COMPITI DA SVOLGERE:
[1] Trascrivi fedelmente la parte dell'intervista sulla plastica che si apre con le parole contenenti "Senza l’educazione delle" e si chiude con "ampliare la visione?".
[2] Secondo V.M. nell'intervista sulla plastica, qual è l'unica soluzione al problema?

BRANO DI PARTENZA:
========

Senza l’educazione delle persone all’utilizzo e al corretto valore della plastica il problema sarà sempre osservato da una prospettiva negativa. Da dove possiamo cominciare a sovvertire il paradigma e ampliare la visione?
V.M.: Fornire informazioni più scientifiche e meno sensazionalistiche è il miglior modo per creare una cultura e, di conseguenza, un comportamento corretto. Scorciatoie come spostare l’attenzione su un nemico comune non sono utili a risolvere il problema, anzi, deviano le energie nella direzione sbagliata. L’unica soluzione è quella di affidarsi al progresso tecnologico e scientifico.
F.C.: Ci vuole innanzitutto un’informazione il più possibile scientifica e neutrale, lontana cioè da ogni genere di gioco lobbistico. È necessario poi insistere su un processo educativo volto ad un uso serio e responsabile della plastica, ma direi più in generale di ogni risorsa, e che parta dai giovani, fin dai primi anni, con molta pazienza perché questo processo richiederà molto tempo. In termini legislativi poi ci vuole serietà e determinazione affinché ogni azione contro l’ambiente non passi impunita. Infine, ma non da ultimo, il modo politico deve assecondare lo sviluppo di un piano industriale lungimirante.
PlastiCare, la campagna di divulgazione finalizzata ad un uso più consapevole ed equilibrato della plastica: come interpretate personalmente questo concetto?

========

MATERIALE ESTRATTO:
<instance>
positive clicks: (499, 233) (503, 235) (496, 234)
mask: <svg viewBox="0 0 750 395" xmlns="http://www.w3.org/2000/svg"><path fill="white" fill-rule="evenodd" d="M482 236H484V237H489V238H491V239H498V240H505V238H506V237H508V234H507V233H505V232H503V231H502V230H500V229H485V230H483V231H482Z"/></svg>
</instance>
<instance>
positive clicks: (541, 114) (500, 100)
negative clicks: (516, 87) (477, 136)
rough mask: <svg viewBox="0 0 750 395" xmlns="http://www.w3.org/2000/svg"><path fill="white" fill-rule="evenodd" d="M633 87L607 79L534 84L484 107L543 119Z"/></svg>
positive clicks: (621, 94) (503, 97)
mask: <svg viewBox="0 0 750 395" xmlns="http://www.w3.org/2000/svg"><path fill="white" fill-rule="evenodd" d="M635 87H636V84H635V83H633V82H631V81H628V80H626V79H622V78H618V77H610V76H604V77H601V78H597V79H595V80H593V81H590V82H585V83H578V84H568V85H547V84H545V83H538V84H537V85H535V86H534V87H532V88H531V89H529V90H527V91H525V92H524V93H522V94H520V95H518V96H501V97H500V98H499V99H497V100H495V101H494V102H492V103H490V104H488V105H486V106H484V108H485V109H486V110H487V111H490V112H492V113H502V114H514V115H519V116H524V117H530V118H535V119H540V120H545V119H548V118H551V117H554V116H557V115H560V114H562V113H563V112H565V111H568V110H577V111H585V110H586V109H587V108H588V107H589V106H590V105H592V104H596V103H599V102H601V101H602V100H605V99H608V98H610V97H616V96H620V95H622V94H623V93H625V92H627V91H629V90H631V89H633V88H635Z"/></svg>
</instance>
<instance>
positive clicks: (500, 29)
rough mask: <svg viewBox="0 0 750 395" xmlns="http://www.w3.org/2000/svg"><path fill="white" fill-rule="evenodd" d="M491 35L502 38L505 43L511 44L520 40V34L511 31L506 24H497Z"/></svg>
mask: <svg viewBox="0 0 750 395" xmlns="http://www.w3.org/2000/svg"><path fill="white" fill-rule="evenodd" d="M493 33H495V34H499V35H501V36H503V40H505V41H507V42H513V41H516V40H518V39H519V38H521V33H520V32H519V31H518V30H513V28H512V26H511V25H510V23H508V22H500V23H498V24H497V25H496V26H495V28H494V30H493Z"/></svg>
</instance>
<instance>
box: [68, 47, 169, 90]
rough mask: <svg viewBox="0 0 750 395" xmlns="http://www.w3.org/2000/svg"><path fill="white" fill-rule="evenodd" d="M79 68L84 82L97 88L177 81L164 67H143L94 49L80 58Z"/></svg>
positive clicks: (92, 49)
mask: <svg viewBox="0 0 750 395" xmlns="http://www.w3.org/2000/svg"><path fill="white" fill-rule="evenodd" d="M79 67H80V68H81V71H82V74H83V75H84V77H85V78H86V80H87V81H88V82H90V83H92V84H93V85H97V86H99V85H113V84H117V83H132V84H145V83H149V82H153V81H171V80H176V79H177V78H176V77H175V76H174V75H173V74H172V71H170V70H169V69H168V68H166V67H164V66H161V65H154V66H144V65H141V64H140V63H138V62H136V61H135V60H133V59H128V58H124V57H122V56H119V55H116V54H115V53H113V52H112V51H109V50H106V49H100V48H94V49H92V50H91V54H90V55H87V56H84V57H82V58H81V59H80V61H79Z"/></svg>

========

SOLUZIONI DEI PROBLEMI:
[1]
Senza l’educazione delle persone all’utilizzo e al corretto valore della plastica il problema sarà sempre osservato da una prospettiva negativa. Da dove possiamo cominciare a sovvertire il paradigma e ampliare la visione?

[2] Affidarsi al progresso tecnologico e scientifico.